- Задание A
Найдите в строках ниже все, где встречается слово «ceiling», и выпишите их целиком. Регистр букв учитывается.

━━━ Фрагмент документа

О вреде конкуренции

Конкуренции я не любил никогда. Даже притом что частенько выигрывал в конкурентной борьбе. Нежелание свое конкурировать и выигрывать я впервые осознал лет в 14, когда на переменке пришлось мне подраться с главным школьным хулиганом Зиганшиным (надо же, помню фамилию). Зиганшин был старше меня, больше меня значительно, не носил, в отличие от меня, очков и занимался, в отличие от меня, каким-то модным в то время боевым искусством — вероятно, карате.

Теперь я уже не могу вспомнить, из-за чего случилась драка. Из-за чего-то, что тогда было для меня важно. И по прошествии трех десятков лет я понимаю, что конкурентное преимущество мое тогда состояло в отчаянности. Я всерьез готов был ради своих подростковых ценностей принять в глазное яблоко осколки собственных разбитых очков. А Зиганшин не готов был поранить кулак об мои разбитые очки. Вот я и побеждал.

━━━━━━
━━━ Исходные данные

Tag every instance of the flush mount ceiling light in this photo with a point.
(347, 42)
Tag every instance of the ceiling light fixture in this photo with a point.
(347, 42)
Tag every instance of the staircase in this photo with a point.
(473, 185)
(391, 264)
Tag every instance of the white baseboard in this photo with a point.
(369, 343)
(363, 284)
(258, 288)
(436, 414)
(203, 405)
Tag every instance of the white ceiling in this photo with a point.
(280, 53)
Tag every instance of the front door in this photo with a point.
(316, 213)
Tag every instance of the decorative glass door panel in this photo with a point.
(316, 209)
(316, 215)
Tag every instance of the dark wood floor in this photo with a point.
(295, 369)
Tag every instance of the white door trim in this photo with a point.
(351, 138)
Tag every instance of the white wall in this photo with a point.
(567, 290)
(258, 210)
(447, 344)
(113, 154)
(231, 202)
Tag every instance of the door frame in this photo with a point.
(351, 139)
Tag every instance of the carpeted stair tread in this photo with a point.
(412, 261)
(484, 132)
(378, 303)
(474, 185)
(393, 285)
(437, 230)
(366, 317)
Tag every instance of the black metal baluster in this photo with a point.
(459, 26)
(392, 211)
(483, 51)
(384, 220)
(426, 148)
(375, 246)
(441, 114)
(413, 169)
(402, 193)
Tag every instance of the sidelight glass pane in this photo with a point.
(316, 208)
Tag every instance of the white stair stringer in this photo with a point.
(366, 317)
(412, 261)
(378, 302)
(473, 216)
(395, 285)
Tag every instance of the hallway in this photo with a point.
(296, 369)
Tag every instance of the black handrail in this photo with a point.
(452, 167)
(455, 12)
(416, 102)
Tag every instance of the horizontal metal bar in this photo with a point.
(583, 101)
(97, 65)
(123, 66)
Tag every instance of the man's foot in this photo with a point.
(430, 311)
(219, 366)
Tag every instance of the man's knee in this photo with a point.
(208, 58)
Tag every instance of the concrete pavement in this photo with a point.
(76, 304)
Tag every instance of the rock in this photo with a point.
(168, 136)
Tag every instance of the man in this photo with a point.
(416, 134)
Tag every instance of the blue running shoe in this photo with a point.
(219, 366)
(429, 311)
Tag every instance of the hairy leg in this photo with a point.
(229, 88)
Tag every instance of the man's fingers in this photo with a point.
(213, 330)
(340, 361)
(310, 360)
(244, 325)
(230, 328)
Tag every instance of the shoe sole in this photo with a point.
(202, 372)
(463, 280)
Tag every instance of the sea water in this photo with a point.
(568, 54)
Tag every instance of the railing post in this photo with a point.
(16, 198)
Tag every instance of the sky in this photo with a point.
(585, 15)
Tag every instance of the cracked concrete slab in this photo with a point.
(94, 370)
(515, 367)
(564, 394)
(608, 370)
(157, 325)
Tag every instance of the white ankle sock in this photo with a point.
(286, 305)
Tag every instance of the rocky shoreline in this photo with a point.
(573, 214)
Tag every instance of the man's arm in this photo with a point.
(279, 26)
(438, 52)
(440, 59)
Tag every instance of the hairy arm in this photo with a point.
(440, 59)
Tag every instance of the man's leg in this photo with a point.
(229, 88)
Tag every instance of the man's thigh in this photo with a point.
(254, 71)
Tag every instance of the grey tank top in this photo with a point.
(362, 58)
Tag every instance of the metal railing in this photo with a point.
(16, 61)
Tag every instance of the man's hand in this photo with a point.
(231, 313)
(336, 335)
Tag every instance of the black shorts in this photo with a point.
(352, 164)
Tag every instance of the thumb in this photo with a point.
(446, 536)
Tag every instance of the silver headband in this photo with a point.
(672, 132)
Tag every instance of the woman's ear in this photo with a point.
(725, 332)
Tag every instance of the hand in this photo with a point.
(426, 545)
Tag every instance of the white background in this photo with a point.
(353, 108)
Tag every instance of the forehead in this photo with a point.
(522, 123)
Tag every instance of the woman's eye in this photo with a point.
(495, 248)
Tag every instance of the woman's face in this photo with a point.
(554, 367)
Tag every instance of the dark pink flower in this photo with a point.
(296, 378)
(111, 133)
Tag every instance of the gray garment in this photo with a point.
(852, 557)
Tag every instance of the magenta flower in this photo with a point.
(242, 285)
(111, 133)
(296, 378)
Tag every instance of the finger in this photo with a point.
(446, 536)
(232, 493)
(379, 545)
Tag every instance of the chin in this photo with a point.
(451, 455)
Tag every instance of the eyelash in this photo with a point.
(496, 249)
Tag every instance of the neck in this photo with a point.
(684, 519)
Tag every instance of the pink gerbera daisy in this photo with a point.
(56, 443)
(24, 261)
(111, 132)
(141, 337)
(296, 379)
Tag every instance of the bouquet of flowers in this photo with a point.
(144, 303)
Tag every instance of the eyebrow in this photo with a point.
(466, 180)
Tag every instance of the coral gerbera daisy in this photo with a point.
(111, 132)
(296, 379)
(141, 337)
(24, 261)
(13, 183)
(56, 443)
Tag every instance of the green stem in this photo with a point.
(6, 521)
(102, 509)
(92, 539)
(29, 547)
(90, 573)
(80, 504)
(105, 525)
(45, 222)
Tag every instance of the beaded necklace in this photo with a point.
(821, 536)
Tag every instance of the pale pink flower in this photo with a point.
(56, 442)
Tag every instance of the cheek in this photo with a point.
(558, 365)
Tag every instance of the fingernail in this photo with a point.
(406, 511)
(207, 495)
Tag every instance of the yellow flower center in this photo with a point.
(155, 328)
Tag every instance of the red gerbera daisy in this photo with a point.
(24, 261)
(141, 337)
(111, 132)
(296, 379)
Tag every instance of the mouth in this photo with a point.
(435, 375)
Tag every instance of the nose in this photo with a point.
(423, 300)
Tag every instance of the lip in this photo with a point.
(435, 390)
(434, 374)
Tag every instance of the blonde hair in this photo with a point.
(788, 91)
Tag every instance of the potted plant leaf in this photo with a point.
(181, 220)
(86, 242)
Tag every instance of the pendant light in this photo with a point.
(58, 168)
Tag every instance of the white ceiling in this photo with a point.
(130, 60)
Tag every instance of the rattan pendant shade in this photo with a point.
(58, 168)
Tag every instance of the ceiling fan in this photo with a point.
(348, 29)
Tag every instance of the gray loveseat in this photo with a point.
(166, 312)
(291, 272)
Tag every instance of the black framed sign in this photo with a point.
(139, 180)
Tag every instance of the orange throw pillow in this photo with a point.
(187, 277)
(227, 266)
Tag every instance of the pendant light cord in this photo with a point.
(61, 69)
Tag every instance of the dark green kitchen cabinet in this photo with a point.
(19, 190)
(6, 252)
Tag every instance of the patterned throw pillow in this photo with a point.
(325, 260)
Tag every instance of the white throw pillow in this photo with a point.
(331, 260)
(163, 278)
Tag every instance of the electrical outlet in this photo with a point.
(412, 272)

━━━━━━

- Задание B
Извлеките дословно из текста о вреде конкуренции всё, начиная со слов «Конкуренции я не» и до слов «я и побеждал.» включительно.

- Ответ A
Tag every instance of the flush mount ceiling light in this photo with a point.
Tag every instance of the ceiling light fixture in this photo with a point.
Tag every instance of the white ceiling in this photo with a point.
Tag every instance of the white ceiling in this photo with a point.
Tag every instance of the ceiling fan in this photo with a point.

- Ответ B
Конкуренции я не любил никогда. Даже притом что частенько выигрывал в конкурентной борьбе. Нежелание свое конкурировать и выигрывать я впервые осознал лет в 14, когда на переменке пришлось мне подраться с главным школьным хулиганом Зиганшиным (надо же, помню фамилию). Зиганшин был старше меня, больше меня значительно, не носил, в отличие от меня, очков и занимался, в отличие от меня, каким-то модным в то время боевым искусством — вероятно, карате.

Теперь я уже не могу вспомнить, из-за чего случилась драка. Из-за чего-то, что тогда было для меня важно. И по прошествии трех десятков лет я понимаю, что конкурентное преимущество мое тогда состояло в отчаянности. Я всерьез готов был ради своих подростковых ценностей принять в глазное яблоко осколки собственных разбитых очков. А Зиганшин не готов был поранить кулак об мои разбитые очки. Вот я и побеждал.